### WORK TO COMPLETE
This exercise calls for retyping every line below exactly, with the images omitted.

===== EXCERPTED RECORDS =====

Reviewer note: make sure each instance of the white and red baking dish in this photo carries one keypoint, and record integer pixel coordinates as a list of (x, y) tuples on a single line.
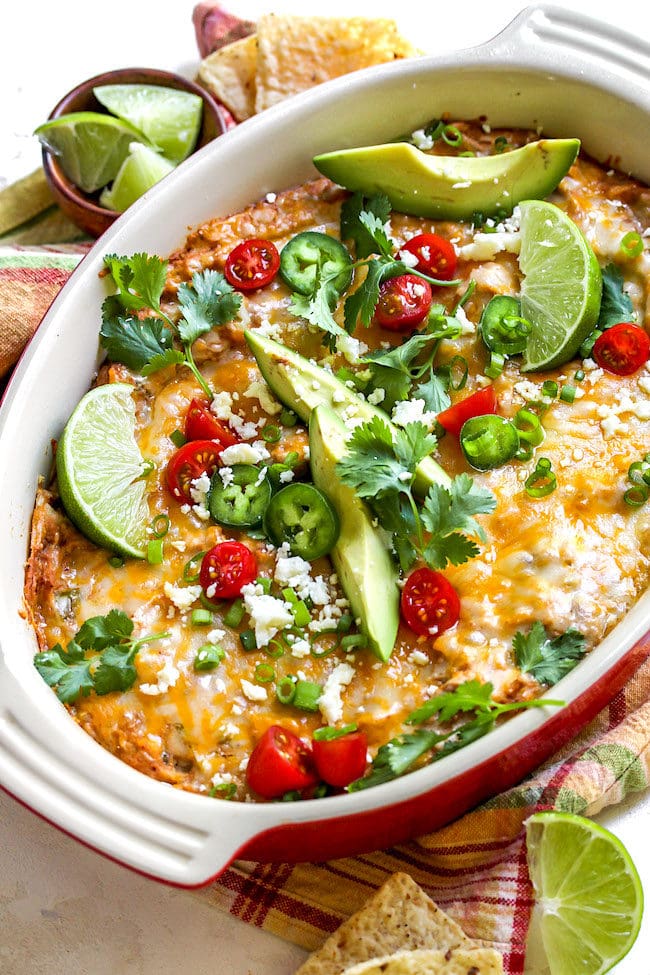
[(549, 68)]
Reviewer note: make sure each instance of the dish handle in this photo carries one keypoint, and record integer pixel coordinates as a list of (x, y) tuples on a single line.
[(547, 36)]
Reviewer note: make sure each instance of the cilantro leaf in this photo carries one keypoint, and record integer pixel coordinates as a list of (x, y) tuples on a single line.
[(140, 279), (615, 306), (208, 302), (352, 228), (546, 659), (132, 341)]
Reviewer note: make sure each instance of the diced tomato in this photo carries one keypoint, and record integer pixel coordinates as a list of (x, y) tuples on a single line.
[(429, 603), (436, 255), (622, 349), (226, 569), (480, 403), (189, 462), (252, 264), (341, 760), (279, 763), (201, 424), (404, 302)]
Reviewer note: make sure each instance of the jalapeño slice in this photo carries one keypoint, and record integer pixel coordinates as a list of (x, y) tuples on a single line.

=====

### RESULT
Reviewer note: make sure each instance of the white and red baking dish in this photo carries one keypoint, and record integer pixel coordinates as a list of (x, y) tuples on a single line.
[(549, 68)]
Reviewer note: make sure each instance of the dish handle in this photo carries one keypoint, and record integer pixel coordinates as a list of (x, y) tuples on a single line.
[(547, 36)]
Reviewer note: make sure each instance of the cilantro leaf in this photo carries one keypoint, and record integer pixel coordinates as a list of (x, y) tuples on a single line.
[(140, 279), (615, 306), (208, 302), (352, 228), (546, 659), (132, 341)]
Reviewer note: make sure each instance of the diced tomato in this photo carries one keypoint, and record integer pixel coordinates as a list of (x, y) tuples on a single line.
[(429, 603), (436, 255), (622, 349), (226, 569), (480, 403), (189, 462), (252, 264), (341, 760), (279, 763), (201, 424), (404, 302)]
Reviewer note: make sure each instance of the jalapeño slice in this photo carries one keypoint, and record integer pixel coordinates as a list of (x, y) tuples on a single line.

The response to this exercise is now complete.